-- Begin Data provided --
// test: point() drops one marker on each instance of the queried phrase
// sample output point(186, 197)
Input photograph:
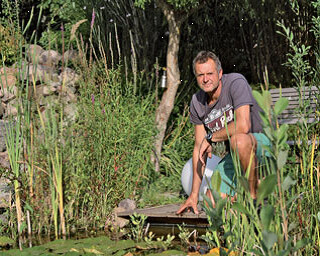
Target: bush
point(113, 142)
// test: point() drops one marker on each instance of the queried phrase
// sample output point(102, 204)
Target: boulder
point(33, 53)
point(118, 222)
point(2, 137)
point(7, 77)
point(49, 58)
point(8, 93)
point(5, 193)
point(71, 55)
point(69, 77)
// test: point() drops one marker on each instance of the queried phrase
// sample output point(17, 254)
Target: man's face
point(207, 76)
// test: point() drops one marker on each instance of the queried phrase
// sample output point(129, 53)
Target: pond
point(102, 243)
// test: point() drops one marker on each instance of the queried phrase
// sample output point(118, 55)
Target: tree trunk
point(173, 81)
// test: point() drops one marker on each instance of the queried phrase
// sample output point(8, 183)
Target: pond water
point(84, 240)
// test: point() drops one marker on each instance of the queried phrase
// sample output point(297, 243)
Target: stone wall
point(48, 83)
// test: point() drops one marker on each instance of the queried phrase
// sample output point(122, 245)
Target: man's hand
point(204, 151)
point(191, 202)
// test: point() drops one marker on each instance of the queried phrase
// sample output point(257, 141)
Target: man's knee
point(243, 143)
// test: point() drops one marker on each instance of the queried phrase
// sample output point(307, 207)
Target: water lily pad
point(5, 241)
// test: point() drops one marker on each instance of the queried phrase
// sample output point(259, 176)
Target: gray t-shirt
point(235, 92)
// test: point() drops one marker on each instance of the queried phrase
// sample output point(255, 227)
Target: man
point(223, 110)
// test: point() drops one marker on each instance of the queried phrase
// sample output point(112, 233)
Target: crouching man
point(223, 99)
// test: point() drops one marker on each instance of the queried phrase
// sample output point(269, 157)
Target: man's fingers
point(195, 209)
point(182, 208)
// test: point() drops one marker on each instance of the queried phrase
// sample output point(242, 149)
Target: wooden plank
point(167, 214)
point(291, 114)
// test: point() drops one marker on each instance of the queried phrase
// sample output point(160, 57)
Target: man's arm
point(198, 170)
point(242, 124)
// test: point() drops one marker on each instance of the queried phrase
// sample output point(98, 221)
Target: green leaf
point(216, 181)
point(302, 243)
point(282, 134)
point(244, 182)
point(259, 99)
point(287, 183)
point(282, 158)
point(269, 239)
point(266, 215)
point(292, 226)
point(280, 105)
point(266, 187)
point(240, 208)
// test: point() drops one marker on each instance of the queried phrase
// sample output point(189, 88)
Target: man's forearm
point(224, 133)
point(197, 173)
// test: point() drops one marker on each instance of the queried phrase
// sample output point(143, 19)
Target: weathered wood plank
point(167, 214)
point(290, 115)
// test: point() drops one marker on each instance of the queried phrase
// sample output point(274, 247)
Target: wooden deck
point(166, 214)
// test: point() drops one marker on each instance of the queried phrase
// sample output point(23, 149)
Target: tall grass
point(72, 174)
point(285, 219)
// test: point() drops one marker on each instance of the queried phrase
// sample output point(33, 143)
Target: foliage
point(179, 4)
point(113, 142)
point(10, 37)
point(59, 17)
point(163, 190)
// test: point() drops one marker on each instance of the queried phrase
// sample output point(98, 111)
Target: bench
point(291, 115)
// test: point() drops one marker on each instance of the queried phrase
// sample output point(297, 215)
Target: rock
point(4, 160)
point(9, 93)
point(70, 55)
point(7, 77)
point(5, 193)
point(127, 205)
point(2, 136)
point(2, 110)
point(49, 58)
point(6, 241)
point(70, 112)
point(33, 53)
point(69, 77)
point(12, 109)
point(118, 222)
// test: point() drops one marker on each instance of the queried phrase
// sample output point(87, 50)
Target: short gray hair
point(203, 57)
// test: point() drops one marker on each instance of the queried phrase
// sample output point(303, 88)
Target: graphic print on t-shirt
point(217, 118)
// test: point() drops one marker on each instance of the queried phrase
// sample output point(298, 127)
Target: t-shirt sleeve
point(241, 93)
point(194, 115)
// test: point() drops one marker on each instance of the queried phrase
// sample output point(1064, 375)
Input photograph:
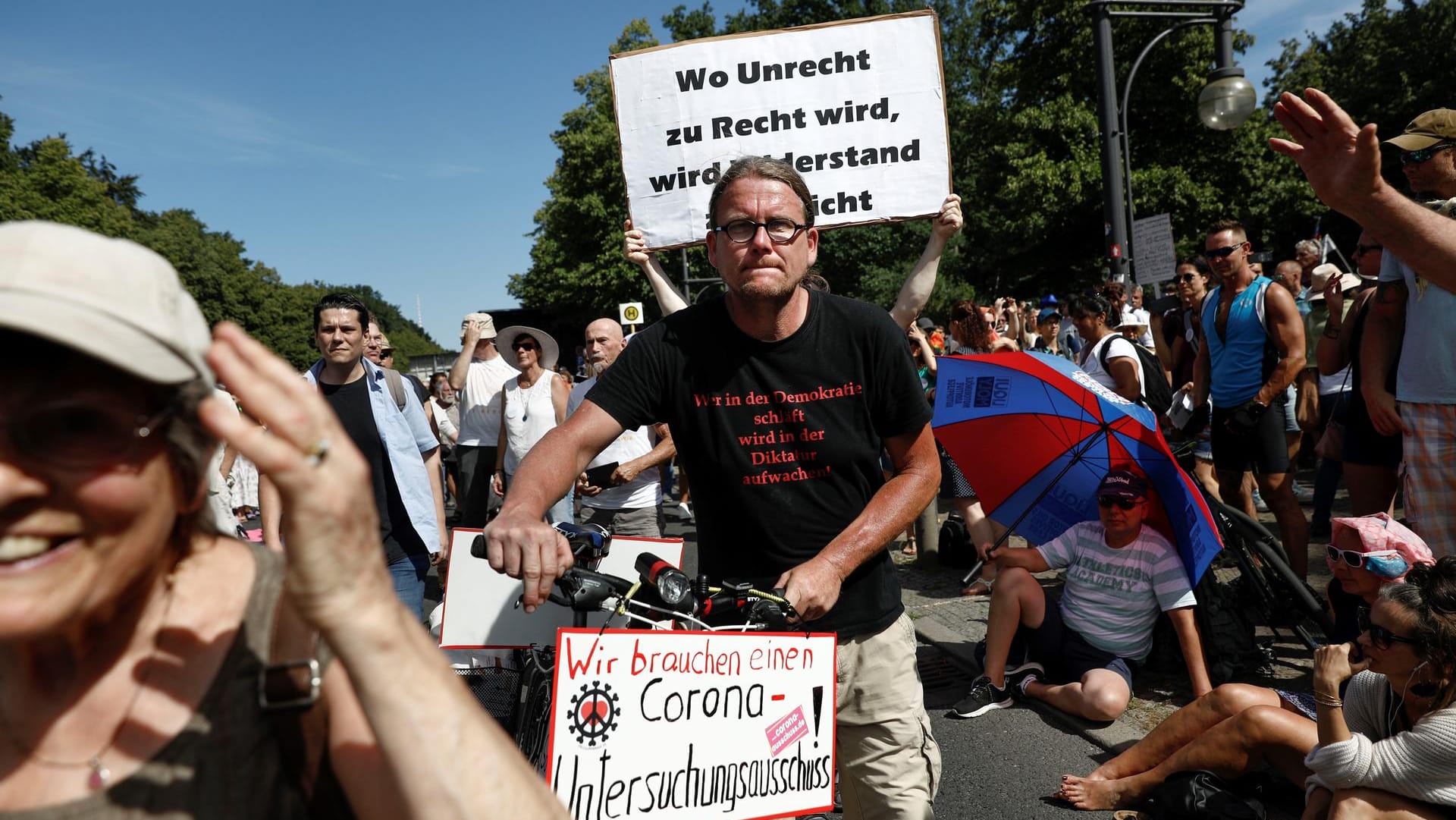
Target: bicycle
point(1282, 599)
-- End Data provided --
## What is being asked
Reproduce the full listing with every "Target" swapped for "Query" and nothing else altered. Omit the pictures from your output.

## Response for this exercise
// test: point() drops one marker on each instance of the queried phrase
// sample output point(186, 197)
Input photograph:
Query: bush
point(113, 142)
// test: point() drops one marker on each instance of the queried phrase
// sample output point(102, 204)
Query: boulder
point(33, 53)
point(118, 222)
point(2, 137)
point(7, 77)
point(49, 58)
point(8, 93)
point(5, 193)
point(71, 55)
point(69, 77)
// test: point() drops one marker on each instance of the queried phrase
// sample output point(17, 254)
Query: man's face
point(207, 76)
// test: point() drops one marker on each instance of the queried phrase
// sample output point(129, 53)
Query: pond
point(102, 243)
// test: point() drops one marker on each instance of the queried phrase
// sample output point(118, 55)
Query: tree trunk
point(173, 81)
// test: point() drops one marker on each instance of the queried phrase
// sample output point(8, 183)
Query: pond water
point(84, 240)
// test: point() drops one marker on each instance of the queried phrase
// sample output point(297, 243)
Query: stone wall
point(48, 83)
// test: point() drops one marker on each instance of the queried phrase
// sample output point(122, 245)
Query: man's hand
point(204, 151)
point(191, 202)
// test: point() drops one marker on each instance of the queried phrase
// sample output point(257, 141)
Query: man's knee
point(243, 143)
// test: point() drops one marker on each instance of the queried phrase
// sample output point(307, 207)
Query: water lily pad
point(5, 241)
// test: point() drops one marker on each instance of the queried phrase
// sample output point(259, 176)
Query: gray t-shirt
point(235, 92)
// test: point() drops one marker on each instance of the queried phrase
// sample output point(255, 227)
Query: man
point(223, 110)
// test: point() drops one marker on each instance of the queried phrase
// sample output point(112, 233)
Query: crouching man
point(223, 99)
// test: point() drops one marker on each instance of the queried phrase
// sample output point(269, 157)
Query: man's fingers
point(195, 209)
point(182, 208)
// test: point() drops one marker on each instance of the queried phrase
// sample output point(242, 149)
Query: wooden plank
point(167, 214)
point(291, 114)
// test: point() drops one marker on each instance of the queried phrase
// sample output point(160, 57)
Query: man's arm
point(198, 170)
point(242, 124)
// test: point() drops one marker on each instance of the queried phrase
// sample output point(98, 221)
Query: green leaf
point(216, 181)
point(302, 243)
point(282, 134)
point(244, 182)
point(259, 99)
point(287, 183)
point(282, 158)
point(269, 239)
point(266, 215)
point(292, 226)
point(280, 105)
point(266, 187)
point(240, 208)
// test: point() drops one marker on each instance of the queried phrase
// sample output point(189, 88)
Query: man's forearm
point(224, 133)
point(197, 173)
// test: point() drops one marker on each instance of the queried phrase
// sample output point(143, 19)
Query: weathered wood plank
point(167, 214)
point(290, 115)
// test: point() drops one marker on each instance of the queried phrase
// sample output point(274, 247)
Query: wooden deck
point(166, 214)
// test: point() drops one marker on each instance of the queried phrase
// sample output point(23, 149)
Query: tall grass
point(72, 174)
point(285, 219)
// test: point() drops one marker on each instance of the queried phrase
// sample output point(33, 143)
Query: foliage
point(179, 4)
point(113, 142)
point(10, 37)
point(59, 17)
point(163, 190)
// test: point() drops one marker on each instance of the queried phrase
// sample output point(98, 111)
Query: bench
point(291, 115)
// test: point() drops one marker on each instance of the queried phrase
// sample output point(297, 215)
Query: rock
point(4, 160)
point(9, 93)
point(70, 55)
point(7, 77)
point(5, 193)
point(127, 205)
point(2, 136)
point(2, 110)
point(49, 58)
point(6, 241)
point(70, 112)
point(33, 53)
point(69, 77)
point(12, 109)
point(118, 222)
// test: point() drops one marker on each instance of the queried phrase
// sample output point(87, 50)
Query: short gray hair
point(203, 57)
// test: point() drops one marker on each instance of the queried phrase
// sample output point(303, 88)
Query: graphic print on t-shirt
point(217, 118)
// test: point() drops one marker on each instance of the queried phrase
// sample output point(298, 127)
Query: t-shirt sleeve
point(241, 93)
point(194, 115)
// test: point() drops one marker on each instance of the queried phrase
// sample output point(1064, 375)
Input photograph:
Query: bicycle
point(1282, 599)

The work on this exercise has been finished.